§ **Page**
HDAR (Home Distributed Anchor Router). DAR which plays the role of
Home Agent for a particular IPv6 address (i.e., DAR where that
IPv6 address is anchored).
3. Description of the solution
Distributed Mobility Management approaches try to overcome the
limitations of the traditional centralized mobility management, i.e.,
Mobile IP, by bringing the mobility anchor closer to the MN.
Following this idea, in our approach -- that we call Flat Access and
Mobility Architecture (FAMA) -- the MIPv6 centralized home agent is
moved to the edge of the network, being deployed in the default
gateway of the mobile node. That is, the first elements that provide
IP connectivity to a set of MNs are also the mobility managers for
those MNs. In the following we will call these access routers
Distributed Anchor Routers (DARs).
Every time a mobile node attaches to a distributed anchor router, it
gets an IPv6 address which is topologically anchored at the DAR.
That means that while attached to this DAR, the mobile can send and
receive traffic using that address without using any tunneling nor
special packet handling. Every time the mobile node moves to a
different DAR, it gets a new IPv6 address from the new access router.
In case the MN wants to keep the reachability of the IPv6 address(es)

§ **Supplied entries**
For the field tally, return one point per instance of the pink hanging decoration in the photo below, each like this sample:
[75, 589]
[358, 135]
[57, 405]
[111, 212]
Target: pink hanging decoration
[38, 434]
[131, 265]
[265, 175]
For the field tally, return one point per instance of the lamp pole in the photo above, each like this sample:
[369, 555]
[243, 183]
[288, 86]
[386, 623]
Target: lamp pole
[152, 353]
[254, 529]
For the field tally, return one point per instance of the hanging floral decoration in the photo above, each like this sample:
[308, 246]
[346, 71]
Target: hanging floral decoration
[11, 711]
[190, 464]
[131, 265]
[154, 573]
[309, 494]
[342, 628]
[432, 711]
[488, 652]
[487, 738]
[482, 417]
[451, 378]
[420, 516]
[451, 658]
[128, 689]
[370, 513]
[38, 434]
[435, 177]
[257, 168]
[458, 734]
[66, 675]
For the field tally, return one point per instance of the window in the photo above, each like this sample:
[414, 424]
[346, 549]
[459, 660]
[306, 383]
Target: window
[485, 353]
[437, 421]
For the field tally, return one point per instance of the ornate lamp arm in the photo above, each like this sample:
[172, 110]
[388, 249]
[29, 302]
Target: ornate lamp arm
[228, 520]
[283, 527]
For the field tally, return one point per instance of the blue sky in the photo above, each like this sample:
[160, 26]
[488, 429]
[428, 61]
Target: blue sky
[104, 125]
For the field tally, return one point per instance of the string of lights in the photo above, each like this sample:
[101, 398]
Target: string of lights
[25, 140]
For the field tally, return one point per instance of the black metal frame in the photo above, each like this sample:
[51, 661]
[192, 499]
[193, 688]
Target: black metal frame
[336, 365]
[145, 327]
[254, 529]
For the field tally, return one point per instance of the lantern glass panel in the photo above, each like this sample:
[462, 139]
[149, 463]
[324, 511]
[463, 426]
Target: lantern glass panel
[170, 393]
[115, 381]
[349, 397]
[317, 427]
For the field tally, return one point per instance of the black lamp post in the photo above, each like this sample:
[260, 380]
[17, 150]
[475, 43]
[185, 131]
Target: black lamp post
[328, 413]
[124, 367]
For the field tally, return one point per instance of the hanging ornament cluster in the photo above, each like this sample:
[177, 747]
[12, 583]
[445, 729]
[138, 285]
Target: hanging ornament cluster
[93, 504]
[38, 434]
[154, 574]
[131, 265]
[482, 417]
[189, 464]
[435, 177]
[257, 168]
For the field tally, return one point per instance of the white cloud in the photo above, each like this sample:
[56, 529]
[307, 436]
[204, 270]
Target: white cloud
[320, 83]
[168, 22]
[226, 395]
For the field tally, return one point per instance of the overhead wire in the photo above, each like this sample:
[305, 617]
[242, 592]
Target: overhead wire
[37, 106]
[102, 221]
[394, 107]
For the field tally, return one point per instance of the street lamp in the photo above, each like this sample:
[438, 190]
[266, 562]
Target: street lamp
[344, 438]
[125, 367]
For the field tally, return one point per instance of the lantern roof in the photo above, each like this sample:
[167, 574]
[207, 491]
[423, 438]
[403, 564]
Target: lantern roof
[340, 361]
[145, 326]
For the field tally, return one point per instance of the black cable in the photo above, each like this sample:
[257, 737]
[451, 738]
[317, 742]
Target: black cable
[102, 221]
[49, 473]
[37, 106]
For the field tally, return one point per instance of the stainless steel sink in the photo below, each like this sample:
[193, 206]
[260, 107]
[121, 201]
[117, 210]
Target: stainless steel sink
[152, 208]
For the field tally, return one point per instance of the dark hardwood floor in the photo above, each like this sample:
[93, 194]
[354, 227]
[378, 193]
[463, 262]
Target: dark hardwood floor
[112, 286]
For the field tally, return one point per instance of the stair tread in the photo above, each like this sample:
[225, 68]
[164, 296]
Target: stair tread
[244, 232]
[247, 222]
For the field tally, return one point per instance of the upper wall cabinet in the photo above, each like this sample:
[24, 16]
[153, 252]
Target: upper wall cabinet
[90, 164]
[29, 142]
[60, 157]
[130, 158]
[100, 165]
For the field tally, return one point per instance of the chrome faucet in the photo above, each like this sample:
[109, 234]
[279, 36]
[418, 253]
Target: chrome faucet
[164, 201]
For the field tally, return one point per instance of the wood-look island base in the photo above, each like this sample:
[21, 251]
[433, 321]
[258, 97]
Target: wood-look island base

§ **Set tasks**
(a) Answer these questions from the text on distributed mobility management:
(i) What name does the approach give to the access routers that also act as mobility managers?
(ii) Where is the MIPv6 home agent deployed in FAMA?
(iii) What does the mobile node get each time it moves to a different DAR?
(b) Repeat word for word the part of the text on distributed mobility management that opens with the words containing "Every time a" and closes with "the IPv6 address(es)".

§ **Answers in order**
(a)
(i) Distributed Anchor Routers (DARs).
(ii) At the edge of the network, in the default gateway of the mobile node.
(iii) A new IPv6 address from the new access router.

(b)
Every time a mobile node attaches to a distributed anchor router, it
gets an IPv6 address which is topologically anchored at the DAR.
That means that while attached to this DAR, the mobile can send and
receive traffic using that address without using any tunneling nor
special packet handling. Every time the mobile node moves to a
different DAR, it gets a new IPv6 address from the new access router.
In case the MN wants to keep the reachability of the IPv6 address(es)